Excerpt:

= = = =

So, too—and here I tread on somewhat more tenuous ground—the term in Nepali for Choerospondias axillaris, lapsī, would seem actually to be an old Newari term that has been replaced in Newari by a tadbhāva reflecting its medicinal and taste properties, āmlī. The modern Newari term clearly reflects both the sourness of  the fruit of C. axillaris and its position in Newar medicine analagous to the myrobalans. The Gorkhali term, however, looks like a Newar word and has no cognate anywhere: the ending in -si follows the usual construction of words for fruits. If I am right, then the word for this most Nepalese of fruits is actually an old Newari term, borrowed into Gorkhali, where the original Newari term has itself been replaced by a Sanskrit tadbhāva.

Other terms for culturally significant plants that may originally come from Newari include pharsī (gourd or squash, Cucurbita species — Newari phāsi) and kapāsī (maples, Acer spp). The ending -si is extremely common in Nepali and masks the existence of terms for fruiting plants ending in -si borrowed from Newari, but it also permits borrowings to exist in Nepali without appearing foreign.

= = = =

Data:
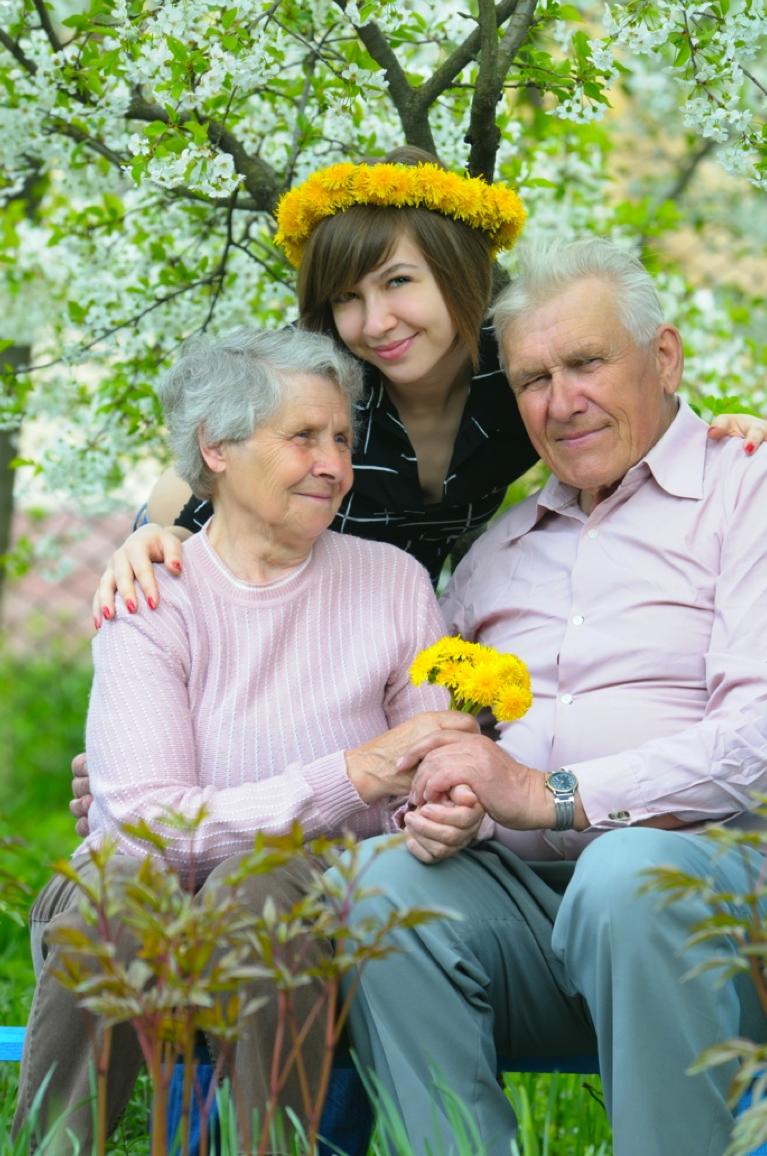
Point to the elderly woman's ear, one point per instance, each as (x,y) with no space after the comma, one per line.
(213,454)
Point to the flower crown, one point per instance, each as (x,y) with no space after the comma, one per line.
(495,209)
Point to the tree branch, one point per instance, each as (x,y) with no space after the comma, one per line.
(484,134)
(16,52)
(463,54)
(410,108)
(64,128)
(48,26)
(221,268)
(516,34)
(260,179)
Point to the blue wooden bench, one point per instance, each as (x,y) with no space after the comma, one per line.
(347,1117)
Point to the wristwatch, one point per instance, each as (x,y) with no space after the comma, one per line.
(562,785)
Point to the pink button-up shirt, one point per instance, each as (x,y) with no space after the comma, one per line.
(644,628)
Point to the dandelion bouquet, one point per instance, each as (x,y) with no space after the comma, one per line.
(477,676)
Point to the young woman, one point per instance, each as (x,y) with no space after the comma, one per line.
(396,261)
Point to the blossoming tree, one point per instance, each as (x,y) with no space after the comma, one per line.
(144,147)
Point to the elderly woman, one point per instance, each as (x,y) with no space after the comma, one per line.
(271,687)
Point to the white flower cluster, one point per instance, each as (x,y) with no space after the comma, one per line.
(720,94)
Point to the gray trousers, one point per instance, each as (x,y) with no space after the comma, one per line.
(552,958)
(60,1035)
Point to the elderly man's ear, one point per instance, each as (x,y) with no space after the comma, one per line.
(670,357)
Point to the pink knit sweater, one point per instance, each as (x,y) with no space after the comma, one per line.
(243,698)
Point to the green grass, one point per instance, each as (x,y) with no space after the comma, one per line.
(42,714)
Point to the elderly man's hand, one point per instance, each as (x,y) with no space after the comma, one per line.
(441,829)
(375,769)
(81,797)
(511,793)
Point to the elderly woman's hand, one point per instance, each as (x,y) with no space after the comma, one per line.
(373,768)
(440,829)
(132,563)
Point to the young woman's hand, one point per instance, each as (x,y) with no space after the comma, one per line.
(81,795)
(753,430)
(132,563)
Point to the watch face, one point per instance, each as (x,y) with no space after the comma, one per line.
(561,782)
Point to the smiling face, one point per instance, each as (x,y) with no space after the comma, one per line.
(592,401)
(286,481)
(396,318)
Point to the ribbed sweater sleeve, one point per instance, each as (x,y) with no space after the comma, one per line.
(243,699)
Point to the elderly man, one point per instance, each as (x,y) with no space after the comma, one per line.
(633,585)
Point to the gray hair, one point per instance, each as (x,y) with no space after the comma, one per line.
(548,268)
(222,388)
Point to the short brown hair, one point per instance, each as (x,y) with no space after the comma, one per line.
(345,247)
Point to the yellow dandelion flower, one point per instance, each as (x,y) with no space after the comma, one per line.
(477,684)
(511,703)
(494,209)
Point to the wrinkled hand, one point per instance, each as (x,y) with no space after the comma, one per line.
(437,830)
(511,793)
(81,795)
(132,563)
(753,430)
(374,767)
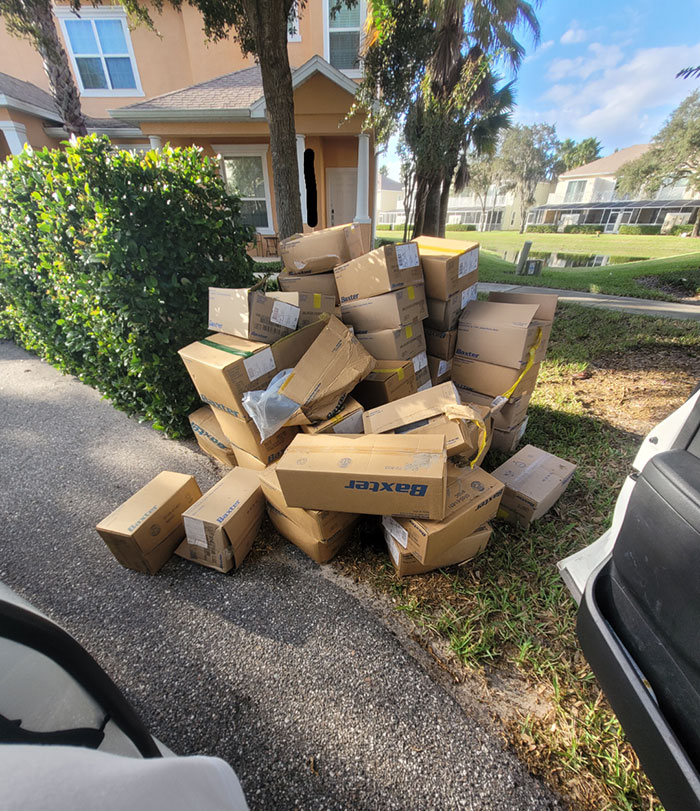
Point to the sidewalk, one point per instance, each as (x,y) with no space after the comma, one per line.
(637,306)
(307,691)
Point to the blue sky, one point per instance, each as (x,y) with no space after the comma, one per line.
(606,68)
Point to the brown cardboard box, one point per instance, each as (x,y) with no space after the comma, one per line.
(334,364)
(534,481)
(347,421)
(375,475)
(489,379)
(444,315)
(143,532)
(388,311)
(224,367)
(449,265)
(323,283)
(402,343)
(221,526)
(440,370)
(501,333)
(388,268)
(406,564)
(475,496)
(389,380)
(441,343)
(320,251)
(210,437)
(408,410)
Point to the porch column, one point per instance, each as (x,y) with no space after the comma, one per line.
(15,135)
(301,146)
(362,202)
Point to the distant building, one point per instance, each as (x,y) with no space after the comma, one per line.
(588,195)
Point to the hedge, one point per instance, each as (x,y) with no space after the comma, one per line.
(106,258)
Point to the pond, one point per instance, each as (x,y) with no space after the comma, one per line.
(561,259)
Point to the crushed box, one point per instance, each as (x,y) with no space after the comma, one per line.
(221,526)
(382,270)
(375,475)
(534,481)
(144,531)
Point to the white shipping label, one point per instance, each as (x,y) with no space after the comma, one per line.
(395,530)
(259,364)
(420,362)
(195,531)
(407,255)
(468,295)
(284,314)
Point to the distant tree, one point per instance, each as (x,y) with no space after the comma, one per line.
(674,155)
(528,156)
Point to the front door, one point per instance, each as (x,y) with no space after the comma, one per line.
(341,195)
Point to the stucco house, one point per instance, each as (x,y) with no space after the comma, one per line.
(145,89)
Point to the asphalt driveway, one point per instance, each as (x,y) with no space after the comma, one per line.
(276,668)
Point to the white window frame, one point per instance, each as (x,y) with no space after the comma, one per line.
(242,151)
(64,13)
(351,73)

= = = =

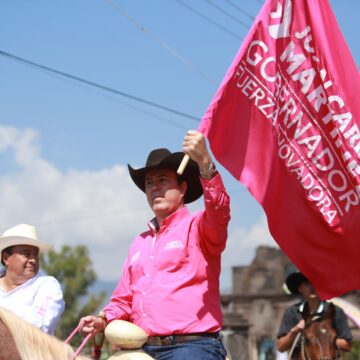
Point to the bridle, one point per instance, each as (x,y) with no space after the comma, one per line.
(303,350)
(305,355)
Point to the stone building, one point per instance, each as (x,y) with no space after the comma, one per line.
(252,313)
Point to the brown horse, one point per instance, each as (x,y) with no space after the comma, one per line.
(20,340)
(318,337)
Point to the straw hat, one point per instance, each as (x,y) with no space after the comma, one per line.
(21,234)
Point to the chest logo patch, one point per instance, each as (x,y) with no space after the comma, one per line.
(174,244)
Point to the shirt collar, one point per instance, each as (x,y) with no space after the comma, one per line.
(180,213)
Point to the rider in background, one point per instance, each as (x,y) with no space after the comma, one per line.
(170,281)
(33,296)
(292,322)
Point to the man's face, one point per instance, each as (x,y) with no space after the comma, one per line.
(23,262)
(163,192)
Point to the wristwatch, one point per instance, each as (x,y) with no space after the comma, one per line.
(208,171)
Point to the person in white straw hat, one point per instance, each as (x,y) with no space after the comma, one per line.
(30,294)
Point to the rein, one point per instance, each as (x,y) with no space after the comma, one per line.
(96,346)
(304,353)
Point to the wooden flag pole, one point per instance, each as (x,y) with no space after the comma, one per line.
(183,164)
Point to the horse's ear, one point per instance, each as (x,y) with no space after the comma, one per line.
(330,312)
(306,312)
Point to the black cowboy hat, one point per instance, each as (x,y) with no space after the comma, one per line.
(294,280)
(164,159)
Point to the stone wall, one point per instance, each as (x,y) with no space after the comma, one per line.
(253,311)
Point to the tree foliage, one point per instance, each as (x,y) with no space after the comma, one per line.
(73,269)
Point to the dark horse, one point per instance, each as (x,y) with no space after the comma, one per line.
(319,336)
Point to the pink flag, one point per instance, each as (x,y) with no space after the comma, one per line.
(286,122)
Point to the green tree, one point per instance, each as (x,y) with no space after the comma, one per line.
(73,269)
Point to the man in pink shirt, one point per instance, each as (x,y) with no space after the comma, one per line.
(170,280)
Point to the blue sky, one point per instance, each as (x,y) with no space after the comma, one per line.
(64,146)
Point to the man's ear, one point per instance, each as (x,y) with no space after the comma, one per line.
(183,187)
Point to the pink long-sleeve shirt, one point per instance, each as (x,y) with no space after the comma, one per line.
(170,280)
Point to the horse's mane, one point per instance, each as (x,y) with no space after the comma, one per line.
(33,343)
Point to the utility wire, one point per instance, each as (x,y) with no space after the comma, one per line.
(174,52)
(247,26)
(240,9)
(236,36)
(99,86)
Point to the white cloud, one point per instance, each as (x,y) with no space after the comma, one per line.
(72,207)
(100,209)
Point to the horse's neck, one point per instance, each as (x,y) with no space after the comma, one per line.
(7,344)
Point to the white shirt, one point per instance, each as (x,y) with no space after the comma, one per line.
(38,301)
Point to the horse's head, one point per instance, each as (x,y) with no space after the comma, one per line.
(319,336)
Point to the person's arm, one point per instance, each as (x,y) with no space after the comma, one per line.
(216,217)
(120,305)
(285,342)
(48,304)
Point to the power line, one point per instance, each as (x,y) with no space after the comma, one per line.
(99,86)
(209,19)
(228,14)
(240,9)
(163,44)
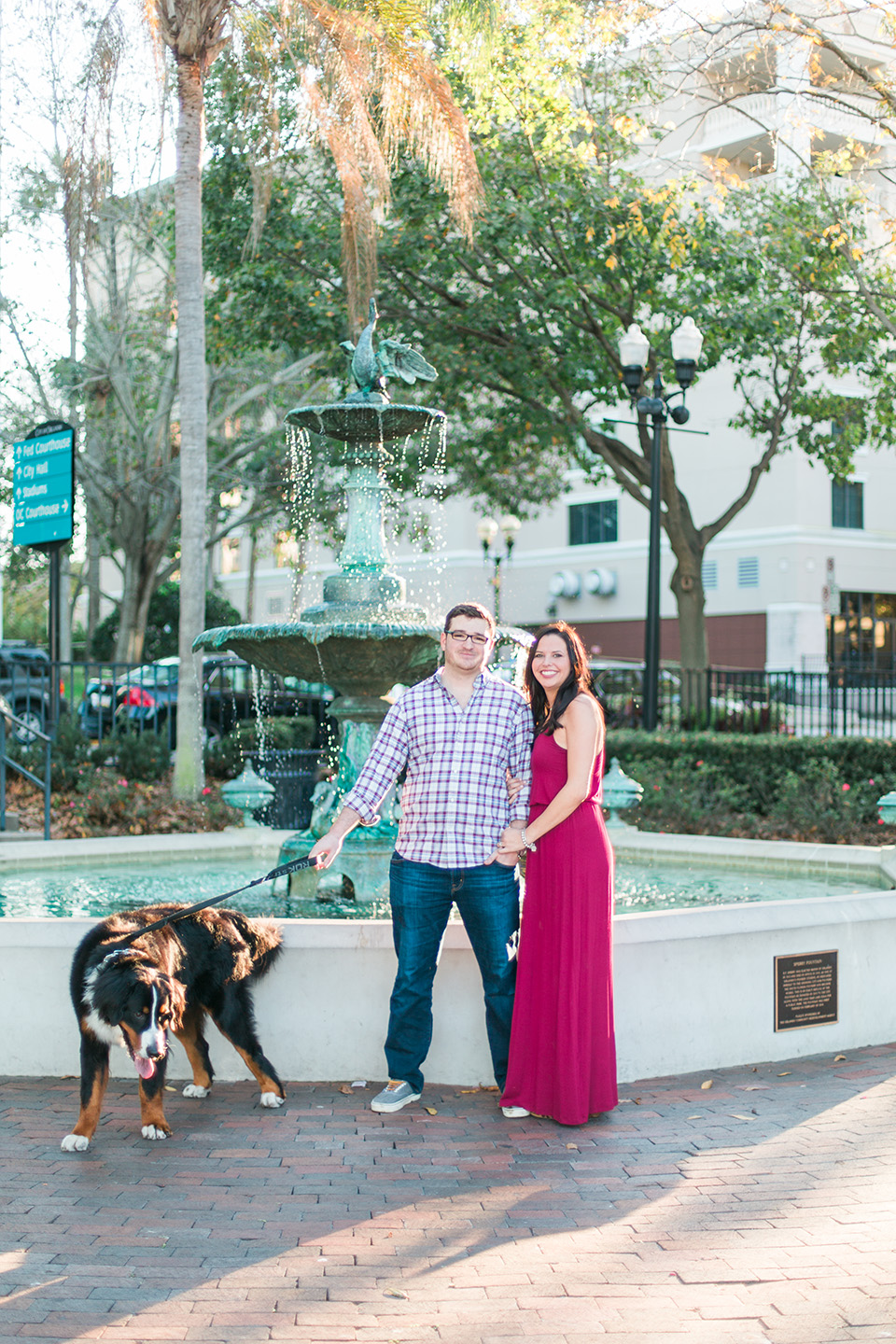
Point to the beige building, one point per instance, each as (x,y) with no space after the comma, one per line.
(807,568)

= = = =

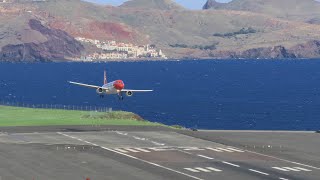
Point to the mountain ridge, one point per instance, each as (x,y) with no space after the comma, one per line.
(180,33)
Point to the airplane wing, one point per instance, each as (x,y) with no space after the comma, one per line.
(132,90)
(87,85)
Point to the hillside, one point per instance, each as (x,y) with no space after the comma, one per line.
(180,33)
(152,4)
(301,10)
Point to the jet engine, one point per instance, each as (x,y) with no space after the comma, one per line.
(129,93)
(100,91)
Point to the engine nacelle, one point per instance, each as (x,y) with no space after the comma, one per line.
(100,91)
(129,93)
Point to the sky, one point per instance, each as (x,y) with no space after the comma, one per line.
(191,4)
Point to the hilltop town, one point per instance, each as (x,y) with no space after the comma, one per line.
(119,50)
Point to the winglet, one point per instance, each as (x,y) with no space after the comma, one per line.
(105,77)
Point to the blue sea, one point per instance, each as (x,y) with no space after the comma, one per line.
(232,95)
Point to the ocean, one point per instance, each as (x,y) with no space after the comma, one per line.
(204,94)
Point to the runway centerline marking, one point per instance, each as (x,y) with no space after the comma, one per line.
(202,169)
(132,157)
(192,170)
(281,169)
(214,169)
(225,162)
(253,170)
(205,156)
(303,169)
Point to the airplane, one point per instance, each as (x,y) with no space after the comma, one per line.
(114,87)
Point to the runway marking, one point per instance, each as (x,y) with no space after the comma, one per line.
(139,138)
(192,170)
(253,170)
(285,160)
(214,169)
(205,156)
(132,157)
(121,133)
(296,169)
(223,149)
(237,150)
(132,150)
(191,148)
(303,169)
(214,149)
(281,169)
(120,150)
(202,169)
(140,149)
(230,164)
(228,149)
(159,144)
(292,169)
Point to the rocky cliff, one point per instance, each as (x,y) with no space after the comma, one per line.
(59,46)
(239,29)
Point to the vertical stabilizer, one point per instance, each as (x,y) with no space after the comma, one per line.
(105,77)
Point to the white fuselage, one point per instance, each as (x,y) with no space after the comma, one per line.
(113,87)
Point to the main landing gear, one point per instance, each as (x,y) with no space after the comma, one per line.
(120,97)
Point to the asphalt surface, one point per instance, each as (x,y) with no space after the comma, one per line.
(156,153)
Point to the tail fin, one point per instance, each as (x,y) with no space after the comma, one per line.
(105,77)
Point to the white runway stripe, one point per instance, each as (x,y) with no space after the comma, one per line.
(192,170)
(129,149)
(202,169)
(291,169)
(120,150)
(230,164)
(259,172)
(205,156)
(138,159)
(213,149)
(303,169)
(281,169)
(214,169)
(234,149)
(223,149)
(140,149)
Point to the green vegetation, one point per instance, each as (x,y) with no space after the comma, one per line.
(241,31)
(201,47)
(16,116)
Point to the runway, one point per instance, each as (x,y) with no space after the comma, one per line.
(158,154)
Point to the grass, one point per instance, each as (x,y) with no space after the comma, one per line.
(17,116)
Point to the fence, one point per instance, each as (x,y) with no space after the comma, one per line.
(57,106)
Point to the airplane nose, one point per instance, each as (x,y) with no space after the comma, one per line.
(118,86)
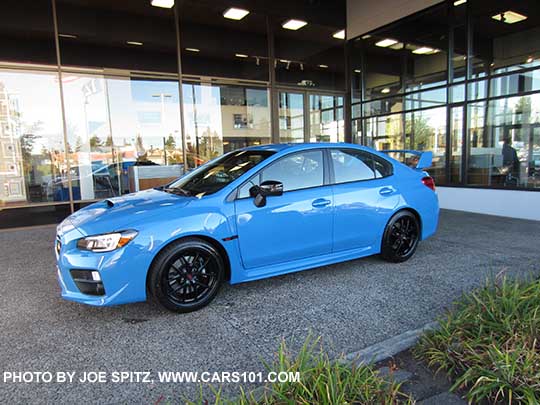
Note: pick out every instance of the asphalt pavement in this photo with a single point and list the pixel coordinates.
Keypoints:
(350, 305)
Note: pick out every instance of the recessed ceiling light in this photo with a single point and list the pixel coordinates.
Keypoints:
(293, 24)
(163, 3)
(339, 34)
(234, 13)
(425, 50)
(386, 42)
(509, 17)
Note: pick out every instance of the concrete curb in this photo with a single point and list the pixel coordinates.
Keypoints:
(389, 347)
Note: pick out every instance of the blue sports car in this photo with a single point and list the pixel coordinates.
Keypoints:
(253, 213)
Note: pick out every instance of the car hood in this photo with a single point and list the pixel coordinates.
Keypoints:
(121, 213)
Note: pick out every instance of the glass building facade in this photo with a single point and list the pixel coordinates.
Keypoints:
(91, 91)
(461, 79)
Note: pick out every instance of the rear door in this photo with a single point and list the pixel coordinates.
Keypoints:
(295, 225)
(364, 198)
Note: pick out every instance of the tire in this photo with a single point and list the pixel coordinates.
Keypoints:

= = = =

Work instructions:
a: Answer these from the excerpt on Newari plant names in Nepali:
(i) Which modern Newari term replaced the old word for Choerospondias axillaris?
(ii) What Newari form is given for pharsī?
(iii) Which plants does kapāsī name?
b: Carry on the excerpt about Newari plant words borrowed into Nepali from its last sentence.

Responses:
a:
(i) āmlī
(ii) phāsi
(iii) Maples, Acer spp.

b:
From this we may learn that, just as toponyms can reveal something of the history of a place, zoonyms may also be evidence for the dynamics of ecosocial contact.

Video games together with animals

About two months ago, some FB colleague posted a link to the wonderful Playing with Pigs project. This morning, another FB link took me to iPad games for cats. These are genuinely interactive efforts, designed to invite the animals (or plants?) to play. That makes them different from, say, RSPB webcams that let people see birds, or garduino/growduino projects that automate small going areas and allow humans better understanding of plant environments. One of my long-term interests is in discovering moments of collusion across species, and these projects, because they mediate the encounter through hardware, expose and modify that collusion.

From these two links, I am struck by three questions.

First: how many projects are there out there that use personal digital devices of one sort or another to mediate or generate play between humans and non-humans in new ways?  If anyone reading knows of more such projects please let me know in the comments or by email. I’ll collate the results and put them onto a page in the Garden.

Second: There’s a distinct seriousness of purpose here.

The Playing with Pigs site is a wonderful effort to connect us emotionally to a food species. I expect the pork marketing boards of the world will be desperate to sabotage the project, but to me at least this is the level of attentiveness that is morally required of anyone who is going to eat meat. Small-scale hunters and farmers are much more aware of the moods, worries and joys of their chosen food species than folks who buy a pork chop from the supermarket.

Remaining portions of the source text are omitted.